*** SUPPLIED RECORDS ***

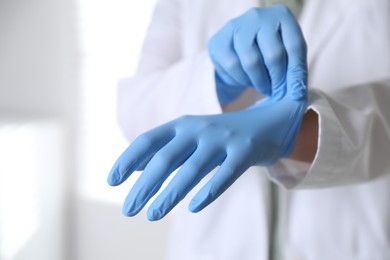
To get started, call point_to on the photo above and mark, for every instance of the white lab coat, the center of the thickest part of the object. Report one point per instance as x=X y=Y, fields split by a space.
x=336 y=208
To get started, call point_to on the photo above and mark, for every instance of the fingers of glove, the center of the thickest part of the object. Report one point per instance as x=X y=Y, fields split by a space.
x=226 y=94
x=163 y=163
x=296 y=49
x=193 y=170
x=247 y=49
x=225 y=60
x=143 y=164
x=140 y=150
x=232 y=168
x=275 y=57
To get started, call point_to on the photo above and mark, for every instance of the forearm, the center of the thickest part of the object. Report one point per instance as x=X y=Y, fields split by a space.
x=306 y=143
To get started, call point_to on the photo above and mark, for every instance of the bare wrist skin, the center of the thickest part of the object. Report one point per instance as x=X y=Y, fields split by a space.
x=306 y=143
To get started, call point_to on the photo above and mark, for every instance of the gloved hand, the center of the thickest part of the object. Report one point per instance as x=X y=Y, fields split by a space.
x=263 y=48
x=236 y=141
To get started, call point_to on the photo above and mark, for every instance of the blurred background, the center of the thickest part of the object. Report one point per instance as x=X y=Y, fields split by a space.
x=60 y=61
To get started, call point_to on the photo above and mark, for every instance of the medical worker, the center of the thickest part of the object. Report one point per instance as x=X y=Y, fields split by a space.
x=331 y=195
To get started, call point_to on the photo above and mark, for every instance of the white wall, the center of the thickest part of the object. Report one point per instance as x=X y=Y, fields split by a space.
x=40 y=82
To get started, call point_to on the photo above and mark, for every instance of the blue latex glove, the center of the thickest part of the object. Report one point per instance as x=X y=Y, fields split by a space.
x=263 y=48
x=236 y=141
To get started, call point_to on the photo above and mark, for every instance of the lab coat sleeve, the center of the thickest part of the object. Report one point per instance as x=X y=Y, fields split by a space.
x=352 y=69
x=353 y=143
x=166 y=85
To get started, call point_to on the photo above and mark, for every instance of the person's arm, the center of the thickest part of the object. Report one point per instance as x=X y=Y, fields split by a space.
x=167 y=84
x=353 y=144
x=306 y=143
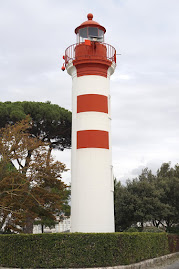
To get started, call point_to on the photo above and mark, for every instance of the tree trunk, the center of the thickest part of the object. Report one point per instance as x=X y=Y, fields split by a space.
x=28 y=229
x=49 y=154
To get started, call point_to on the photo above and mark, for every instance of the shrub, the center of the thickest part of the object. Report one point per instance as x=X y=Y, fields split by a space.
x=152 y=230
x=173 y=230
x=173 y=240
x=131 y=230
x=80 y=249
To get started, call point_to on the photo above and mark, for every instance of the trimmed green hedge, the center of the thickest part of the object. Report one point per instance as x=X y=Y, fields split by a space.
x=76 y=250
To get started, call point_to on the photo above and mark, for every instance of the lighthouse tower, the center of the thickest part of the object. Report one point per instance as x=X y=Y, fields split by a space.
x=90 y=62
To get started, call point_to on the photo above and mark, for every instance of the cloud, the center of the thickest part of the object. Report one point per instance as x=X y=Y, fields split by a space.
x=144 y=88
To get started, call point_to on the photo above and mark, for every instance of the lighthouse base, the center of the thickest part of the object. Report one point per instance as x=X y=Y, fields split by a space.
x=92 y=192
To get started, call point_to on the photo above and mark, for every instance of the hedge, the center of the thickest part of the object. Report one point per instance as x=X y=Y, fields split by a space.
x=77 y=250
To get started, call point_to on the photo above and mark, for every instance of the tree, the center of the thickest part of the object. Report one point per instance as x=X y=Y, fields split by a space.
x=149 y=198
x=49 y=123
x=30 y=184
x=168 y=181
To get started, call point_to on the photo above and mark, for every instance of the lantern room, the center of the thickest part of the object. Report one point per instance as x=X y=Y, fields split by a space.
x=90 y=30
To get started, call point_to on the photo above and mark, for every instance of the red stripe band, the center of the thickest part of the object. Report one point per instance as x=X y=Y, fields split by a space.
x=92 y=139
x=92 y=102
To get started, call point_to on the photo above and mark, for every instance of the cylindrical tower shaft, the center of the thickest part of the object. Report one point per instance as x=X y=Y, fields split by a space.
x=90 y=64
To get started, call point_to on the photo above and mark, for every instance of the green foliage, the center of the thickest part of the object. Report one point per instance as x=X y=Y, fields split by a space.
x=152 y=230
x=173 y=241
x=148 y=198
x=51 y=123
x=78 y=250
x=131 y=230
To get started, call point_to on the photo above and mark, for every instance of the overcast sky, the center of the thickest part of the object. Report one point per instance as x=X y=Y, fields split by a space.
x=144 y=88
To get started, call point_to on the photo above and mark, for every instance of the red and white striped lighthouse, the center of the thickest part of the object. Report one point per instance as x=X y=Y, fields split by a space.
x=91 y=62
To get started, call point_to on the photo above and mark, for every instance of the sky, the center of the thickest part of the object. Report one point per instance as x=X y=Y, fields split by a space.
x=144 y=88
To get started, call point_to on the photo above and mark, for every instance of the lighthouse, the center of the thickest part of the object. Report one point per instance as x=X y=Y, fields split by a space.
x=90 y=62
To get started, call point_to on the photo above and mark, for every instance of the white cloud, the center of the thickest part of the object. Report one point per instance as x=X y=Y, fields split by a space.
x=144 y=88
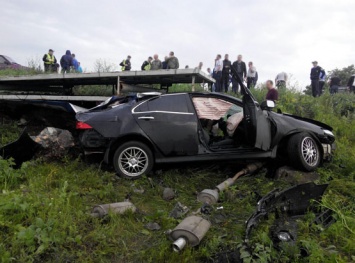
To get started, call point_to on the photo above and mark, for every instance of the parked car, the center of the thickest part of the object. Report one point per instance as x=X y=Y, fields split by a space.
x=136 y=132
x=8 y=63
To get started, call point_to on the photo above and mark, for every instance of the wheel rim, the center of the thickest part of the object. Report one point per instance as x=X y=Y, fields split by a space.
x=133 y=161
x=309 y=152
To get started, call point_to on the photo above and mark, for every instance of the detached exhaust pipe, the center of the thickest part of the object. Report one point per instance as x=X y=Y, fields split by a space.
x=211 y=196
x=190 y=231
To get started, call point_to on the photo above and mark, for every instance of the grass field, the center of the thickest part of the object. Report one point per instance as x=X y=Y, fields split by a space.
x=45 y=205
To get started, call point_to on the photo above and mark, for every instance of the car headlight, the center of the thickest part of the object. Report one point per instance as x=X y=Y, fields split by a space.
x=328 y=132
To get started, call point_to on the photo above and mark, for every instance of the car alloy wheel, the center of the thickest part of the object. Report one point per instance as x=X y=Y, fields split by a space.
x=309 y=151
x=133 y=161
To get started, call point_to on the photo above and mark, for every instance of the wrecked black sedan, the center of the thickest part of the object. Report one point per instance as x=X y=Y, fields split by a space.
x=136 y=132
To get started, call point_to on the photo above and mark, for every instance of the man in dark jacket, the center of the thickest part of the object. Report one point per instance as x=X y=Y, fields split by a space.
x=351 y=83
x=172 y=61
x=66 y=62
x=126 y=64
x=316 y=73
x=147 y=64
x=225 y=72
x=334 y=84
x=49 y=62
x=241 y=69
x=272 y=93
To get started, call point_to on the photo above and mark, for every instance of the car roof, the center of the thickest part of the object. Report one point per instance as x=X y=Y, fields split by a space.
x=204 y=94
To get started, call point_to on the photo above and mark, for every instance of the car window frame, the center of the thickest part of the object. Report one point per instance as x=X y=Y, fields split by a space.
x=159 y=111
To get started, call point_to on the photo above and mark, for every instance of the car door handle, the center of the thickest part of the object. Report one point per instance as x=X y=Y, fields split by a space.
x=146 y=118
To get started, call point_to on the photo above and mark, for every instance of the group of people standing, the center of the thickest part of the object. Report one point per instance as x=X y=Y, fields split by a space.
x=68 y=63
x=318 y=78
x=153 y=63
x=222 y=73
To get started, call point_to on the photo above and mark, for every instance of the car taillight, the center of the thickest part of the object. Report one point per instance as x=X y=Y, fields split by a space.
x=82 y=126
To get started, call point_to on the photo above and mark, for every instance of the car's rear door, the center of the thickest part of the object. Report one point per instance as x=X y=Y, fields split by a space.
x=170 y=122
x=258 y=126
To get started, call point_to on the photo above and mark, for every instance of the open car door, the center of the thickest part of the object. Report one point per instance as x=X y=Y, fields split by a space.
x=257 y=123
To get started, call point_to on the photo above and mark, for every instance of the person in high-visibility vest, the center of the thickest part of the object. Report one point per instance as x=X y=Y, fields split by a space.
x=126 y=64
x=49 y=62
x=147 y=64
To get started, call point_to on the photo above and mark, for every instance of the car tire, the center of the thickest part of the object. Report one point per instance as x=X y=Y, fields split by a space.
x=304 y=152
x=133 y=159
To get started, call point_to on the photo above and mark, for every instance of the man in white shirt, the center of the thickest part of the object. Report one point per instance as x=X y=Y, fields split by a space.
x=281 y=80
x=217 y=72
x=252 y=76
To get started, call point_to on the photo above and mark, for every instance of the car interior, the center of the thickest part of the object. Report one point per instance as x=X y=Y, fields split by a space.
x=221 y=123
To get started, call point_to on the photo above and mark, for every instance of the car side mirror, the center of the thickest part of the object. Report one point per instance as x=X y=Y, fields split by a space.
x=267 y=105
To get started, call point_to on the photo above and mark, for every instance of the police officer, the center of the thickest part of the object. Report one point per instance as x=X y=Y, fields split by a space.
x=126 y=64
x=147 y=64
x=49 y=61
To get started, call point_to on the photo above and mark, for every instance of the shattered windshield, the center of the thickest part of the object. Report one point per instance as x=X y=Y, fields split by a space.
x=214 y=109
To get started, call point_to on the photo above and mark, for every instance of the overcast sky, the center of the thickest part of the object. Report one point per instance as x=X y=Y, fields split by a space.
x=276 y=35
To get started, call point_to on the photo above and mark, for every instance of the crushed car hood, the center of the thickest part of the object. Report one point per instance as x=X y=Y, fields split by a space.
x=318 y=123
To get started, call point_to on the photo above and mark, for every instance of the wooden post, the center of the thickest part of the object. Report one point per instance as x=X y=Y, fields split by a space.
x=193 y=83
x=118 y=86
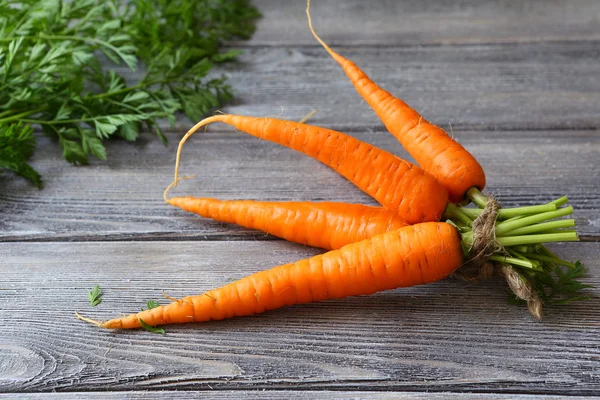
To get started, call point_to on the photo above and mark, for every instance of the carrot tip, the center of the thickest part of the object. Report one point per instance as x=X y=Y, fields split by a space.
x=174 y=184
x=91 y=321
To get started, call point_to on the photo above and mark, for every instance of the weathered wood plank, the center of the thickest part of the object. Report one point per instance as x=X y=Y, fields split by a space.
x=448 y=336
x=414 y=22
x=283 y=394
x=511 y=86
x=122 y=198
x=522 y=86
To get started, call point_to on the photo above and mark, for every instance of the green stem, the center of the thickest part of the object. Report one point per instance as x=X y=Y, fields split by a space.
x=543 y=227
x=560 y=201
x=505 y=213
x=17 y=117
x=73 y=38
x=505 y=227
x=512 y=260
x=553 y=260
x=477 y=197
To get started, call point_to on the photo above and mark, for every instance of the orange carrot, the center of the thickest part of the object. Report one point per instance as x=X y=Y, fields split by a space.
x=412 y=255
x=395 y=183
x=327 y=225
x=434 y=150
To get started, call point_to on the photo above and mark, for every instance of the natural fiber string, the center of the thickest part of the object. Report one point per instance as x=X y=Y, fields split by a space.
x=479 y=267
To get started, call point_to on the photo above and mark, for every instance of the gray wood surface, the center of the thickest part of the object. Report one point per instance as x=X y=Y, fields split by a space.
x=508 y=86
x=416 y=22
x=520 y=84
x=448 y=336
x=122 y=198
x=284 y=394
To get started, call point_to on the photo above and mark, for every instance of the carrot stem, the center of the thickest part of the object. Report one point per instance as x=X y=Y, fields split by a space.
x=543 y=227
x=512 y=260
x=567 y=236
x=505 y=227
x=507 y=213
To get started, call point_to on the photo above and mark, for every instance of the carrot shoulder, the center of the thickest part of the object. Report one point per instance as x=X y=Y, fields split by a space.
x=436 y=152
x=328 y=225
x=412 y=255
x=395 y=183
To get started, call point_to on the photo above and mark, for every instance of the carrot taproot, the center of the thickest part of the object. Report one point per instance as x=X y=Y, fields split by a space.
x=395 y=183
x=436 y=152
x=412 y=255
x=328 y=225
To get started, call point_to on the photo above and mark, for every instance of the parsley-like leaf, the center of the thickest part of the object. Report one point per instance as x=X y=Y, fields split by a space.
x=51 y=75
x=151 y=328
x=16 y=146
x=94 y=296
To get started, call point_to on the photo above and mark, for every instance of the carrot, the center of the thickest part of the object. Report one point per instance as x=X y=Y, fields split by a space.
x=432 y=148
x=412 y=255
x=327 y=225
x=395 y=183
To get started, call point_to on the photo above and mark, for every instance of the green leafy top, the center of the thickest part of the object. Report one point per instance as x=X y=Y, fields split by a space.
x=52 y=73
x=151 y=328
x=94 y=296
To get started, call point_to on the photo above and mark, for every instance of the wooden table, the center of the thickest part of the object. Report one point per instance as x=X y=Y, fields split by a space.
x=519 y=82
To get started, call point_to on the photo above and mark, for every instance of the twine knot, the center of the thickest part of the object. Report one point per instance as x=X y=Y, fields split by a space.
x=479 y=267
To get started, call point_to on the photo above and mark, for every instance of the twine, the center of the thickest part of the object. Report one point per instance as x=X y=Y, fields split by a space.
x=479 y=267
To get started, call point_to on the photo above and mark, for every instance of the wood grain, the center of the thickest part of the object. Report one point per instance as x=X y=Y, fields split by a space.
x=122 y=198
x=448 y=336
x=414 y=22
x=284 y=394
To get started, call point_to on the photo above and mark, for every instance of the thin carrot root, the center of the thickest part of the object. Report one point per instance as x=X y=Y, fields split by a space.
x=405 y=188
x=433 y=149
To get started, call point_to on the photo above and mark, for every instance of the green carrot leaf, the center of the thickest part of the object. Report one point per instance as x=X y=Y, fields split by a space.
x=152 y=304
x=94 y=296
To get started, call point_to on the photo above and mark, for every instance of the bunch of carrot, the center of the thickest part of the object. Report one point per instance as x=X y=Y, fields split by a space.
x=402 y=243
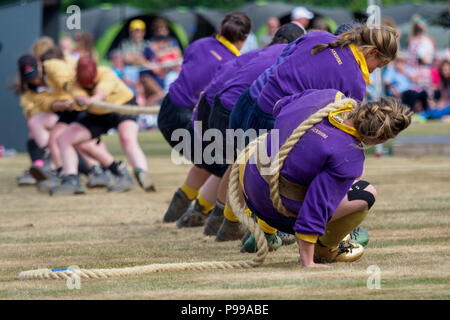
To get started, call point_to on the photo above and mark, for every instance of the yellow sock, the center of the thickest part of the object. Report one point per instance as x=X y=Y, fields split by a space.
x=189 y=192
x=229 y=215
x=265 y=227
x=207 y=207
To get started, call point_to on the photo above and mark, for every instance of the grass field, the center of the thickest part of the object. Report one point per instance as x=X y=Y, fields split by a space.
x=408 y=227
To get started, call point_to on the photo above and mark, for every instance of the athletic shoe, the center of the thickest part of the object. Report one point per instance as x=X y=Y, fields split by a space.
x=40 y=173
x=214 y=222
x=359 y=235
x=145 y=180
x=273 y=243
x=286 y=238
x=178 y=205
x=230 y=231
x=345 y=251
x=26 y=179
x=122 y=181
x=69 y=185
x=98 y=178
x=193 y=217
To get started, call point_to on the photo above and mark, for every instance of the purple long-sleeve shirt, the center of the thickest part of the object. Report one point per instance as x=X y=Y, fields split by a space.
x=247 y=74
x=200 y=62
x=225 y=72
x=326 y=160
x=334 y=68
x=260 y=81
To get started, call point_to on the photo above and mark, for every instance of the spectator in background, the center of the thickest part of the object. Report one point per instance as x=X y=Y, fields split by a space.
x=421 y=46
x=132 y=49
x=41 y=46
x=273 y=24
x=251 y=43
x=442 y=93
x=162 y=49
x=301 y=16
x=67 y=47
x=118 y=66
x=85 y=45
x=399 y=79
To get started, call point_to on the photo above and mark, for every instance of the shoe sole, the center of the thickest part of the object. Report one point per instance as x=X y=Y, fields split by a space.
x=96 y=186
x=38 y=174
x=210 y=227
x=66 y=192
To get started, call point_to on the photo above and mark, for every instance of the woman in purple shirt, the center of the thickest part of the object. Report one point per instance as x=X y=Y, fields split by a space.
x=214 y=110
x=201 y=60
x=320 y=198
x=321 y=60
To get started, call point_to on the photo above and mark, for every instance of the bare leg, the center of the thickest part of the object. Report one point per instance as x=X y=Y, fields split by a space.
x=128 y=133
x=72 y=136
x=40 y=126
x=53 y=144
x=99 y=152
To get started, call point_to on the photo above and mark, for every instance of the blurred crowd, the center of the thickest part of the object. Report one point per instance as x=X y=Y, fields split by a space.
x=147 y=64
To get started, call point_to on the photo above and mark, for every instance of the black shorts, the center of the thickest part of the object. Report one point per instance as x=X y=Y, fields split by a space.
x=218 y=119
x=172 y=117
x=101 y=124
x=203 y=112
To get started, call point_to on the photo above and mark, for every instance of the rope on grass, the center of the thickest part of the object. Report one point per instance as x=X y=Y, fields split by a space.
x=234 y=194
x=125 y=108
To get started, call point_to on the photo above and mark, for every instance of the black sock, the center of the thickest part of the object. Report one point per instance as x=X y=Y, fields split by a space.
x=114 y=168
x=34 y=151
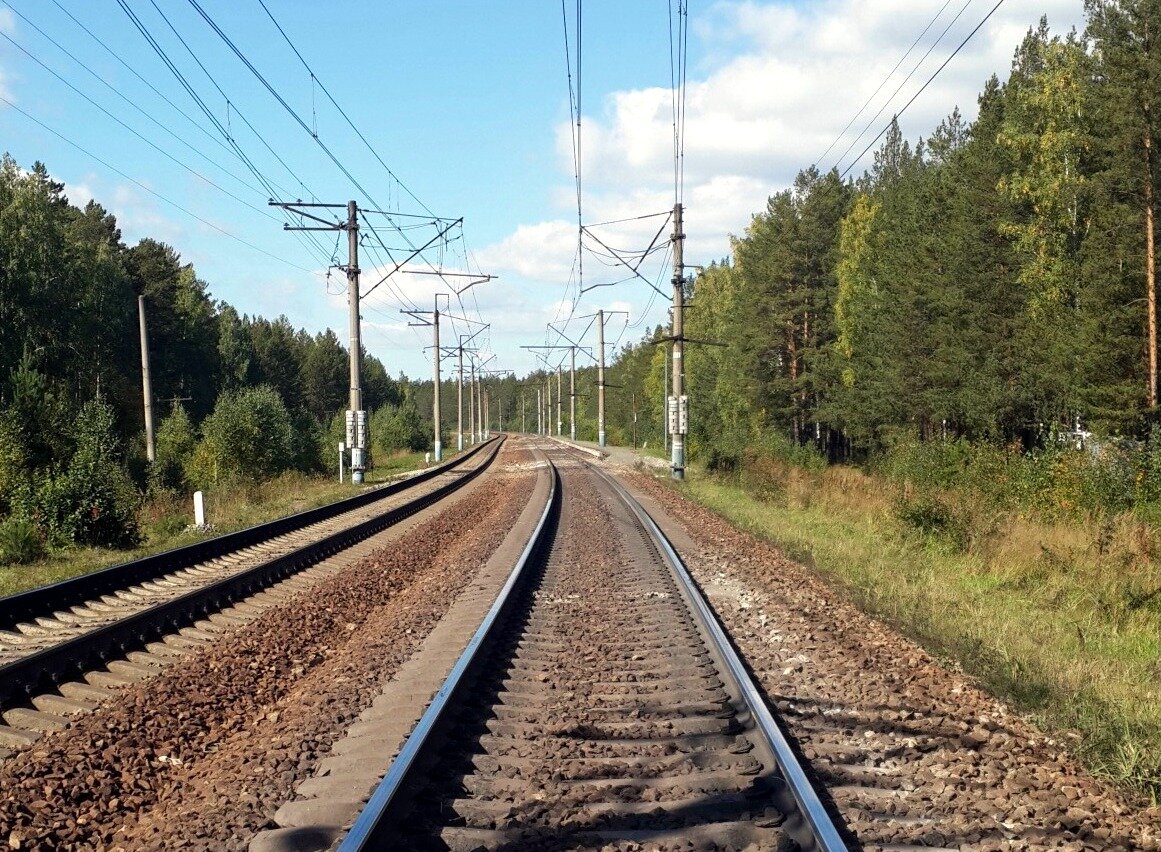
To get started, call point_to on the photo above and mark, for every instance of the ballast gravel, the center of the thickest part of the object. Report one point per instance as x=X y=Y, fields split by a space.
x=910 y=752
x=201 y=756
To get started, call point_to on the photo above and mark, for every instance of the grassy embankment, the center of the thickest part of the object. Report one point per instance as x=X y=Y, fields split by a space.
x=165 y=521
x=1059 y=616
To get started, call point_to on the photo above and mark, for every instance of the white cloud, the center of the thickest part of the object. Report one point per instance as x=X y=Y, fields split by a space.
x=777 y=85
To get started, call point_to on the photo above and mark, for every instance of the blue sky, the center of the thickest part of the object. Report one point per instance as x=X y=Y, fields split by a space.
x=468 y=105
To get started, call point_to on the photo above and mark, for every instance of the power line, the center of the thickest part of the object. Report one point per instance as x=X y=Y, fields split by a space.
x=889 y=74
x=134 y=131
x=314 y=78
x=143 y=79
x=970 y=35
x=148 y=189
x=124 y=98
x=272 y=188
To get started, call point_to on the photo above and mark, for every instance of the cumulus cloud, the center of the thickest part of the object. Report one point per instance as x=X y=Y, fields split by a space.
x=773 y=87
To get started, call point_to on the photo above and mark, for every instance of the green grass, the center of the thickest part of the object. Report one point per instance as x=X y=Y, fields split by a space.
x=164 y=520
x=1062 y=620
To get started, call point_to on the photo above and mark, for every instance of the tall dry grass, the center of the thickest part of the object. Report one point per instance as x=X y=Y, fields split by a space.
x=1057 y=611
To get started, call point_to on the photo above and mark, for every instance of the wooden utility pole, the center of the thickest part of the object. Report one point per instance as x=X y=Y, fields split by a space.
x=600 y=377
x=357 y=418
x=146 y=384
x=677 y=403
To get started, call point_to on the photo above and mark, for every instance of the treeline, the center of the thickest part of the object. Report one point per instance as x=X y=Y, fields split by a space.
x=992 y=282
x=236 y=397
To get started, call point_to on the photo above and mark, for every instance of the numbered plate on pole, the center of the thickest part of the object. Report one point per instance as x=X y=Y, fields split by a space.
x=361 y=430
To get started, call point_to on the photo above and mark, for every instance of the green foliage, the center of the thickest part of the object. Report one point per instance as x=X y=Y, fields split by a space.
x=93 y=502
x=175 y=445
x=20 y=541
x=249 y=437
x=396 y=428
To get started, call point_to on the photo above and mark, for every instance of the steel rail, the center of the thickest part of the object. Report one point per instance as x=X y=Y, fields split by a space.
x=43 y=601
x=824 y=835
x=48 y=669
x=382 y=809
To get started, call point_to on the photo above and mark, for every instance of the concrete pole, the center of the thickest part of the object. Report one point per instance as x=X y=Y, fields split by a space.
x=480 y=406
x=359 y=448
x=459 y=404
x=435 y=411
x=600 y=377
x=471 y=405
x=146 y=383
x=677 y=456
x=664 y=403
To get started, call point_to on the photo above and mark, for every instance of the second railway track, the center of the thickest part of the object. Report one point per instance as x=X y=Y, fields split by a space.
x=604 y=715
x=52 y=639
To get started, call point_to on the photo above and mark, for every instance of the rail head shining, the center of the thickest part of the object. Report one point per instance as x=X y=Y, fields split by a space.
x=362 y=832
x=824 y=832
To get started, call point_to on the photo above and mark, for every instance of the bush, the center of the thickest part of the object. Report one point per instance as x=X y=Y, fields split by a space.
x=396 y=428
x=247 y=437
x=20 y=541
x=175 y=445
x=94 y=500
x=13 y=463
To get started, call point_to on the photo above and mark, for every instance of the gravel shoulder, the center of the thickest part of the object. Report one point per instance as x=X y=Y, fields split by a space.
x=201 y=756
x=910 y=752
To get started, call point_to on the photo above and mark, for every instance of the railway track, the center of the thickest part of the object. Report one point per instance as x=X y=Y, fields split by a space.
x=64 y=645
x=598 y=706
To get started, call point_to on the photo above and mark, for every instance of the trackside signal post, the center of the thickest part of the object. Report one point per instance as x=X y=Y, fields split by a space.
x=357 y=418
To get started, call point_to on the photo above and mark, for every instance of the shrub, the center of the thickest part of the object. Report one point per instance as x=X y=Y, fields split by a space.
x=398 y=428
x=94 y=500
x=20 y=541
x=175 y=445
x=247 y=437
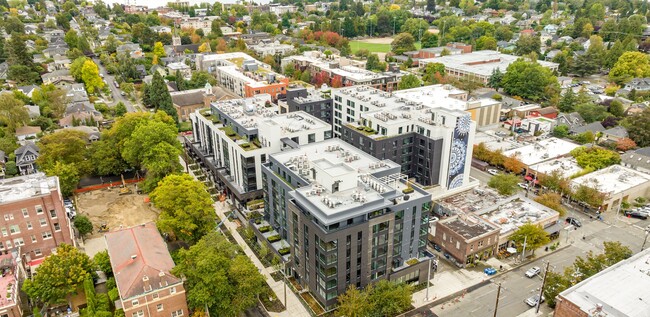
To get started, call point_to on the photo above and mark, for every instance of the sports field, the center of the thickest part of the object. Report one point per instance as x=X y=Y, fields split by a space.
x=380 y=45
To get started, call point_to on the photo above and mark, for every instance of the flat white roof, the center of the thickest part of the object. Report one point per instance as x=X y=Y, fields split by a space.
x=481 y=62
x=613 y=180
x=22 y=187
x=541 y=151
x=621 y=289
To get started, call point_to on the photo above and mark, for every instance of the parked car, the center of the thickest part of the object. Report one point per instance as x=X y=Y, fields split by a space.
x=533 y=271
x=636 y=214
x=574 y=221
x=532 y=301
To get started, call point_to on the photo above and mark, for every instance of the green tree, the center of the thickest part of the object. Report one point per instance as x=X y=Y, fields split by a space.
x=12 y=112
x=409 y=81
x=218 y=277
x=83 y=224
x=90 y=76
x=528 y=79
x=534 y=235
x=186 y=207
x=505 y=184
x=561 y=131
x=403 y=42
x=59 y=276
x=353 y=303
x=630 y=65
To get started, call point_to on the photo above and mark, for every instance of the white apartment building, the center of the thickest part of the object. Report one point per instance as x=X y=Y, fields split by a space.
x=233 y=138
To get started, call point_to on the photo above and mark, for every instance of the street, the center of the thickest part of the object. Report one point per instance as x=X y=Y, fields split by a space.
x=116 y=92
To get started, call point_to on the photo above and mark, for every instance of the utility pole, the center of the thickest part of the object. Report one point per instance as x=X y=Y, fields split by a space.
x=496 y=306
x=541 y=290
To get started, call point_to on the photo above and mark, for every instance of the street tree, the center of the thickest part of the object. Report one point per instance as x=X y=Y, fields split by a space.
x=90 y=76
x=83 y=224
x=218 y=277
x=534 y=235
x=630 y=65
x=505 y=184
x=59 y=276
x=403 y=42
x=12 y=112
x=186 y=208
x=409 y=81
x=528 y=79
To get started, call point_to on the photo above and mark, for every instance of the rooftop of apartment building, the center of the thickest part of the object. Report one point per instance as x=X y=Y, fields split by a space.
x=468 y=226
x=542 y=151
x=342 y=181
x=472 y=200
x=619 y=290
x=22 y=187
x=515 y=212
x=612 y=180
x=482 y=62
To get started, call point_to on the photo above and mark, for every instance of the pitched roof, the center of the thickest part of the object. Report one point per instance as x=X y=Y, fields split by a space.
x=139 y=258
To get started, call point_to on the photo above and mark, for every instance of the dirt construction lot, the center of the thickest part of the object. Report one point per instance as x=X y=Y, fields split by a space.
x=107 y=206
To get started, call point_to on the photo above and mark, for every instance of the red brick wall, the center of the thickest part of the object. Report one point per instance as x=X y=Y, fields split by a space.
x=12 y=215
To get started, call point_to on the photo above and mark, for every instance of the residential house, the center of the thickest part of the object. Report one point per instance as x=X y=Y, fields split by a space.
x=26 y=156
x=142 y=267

***

CHALLENGE | Reproduce the records word for word, from the line with "the car alloy" to the line with "x=159 y=111", including both of those lines.

RIGHT ANSWER |
To get started, call point_to on the photo above and mark, for every instance of the car alloy wheel, the center of the thickest part of the object. Report one point per instance as x=X y=Y, fields split by a space.
x=309 y=151
x=133 y=161
To get started, call point_to on the photo above and mark, for every instance of the wrecked black sedan, the center of the thickest part of the object. Report one point per instance as x=X y=Y, fields split by a space.
x=136 y=132
To get started, call point_to on the photo above and mark, for every instance of the man in dark jacket, the center of the thickest part of the object. Report one point per instance as x=X y=Y, fields split by a space.
x=351 y=83
x=172 y=61
x=66 y=62
x=126 y=64
x=316 y=73
x=147 y=64
x=225 y=72
x=334 y=84
x=49 y=62
x=241 y=69
x=272 y=93
To get started, call point_to on the photo above and mark, for every instance of the car roof, the center of the thickest part of the object. Report one point per instance as x=X y=Y, fields split by a space.
x=204 y=94
To get started, call point_to on the photo above and mark, for every instance of the car window frame, the center of the thickest part of the object. Report one point per instance as x=X y=Y, fields split by a space.
x=159 y=111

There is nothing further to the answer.